Task to complete -> Write down each entry again, exactly as it reads.

Stored data ->

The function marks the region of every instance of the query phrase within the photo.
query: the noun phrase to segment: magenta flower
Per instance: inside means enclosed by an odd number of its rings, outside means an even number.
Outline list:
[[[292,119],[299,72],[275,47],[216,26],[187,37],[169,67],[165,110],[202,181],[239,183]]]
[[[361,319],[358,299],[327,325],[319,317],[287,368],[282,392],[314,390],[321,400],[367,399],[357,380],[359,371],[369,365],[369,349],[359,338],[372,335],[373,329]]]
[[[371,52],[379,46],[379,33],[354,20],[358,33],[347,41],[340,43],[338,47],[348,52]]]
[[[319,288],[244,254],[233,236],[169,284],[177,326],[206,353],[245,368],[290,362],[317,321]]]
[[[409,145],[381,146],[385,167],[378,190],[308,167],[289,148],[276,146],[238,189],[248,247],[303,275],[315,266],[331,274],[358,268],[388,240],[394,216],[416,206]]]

Written solution ->
The function marks the region of every instance of the query phrase within the photo.
query: the noun phrase to segment: magenta flower
Per instance: inside means enclosed by an odd number of its rings, outside means an even number.
Outline list:
[[[292,119],[299,72],[275,47],[216,26],[187,37],[169,67],[165,110],[202,181],[239,183]]]
[[[361,319],[358,299],[327,325],[319,317],[287,368],[282,392],[314,390],[321,400],[367,399],[357,380],[359,371],[369,365],[369,349],[359,338],[372,335],[373,329]]]
[[[371,52],[379,46],[379,33],[354,20],[358,33],[347,41],[340,43],[338,47],[348,52]]]
[[[319,288],[244,254],[233,236],[169,284],[177,326],[206,353],[245,368],[290,362],[317,321]]]
[[[409,145],[381,146],[385,167],[378,190],[308,167],[289,148],[276,146],[238,189],[248,247],[303,275],[315,266],[331,274],[358,268],[388,240],[394,216],[416,206]]]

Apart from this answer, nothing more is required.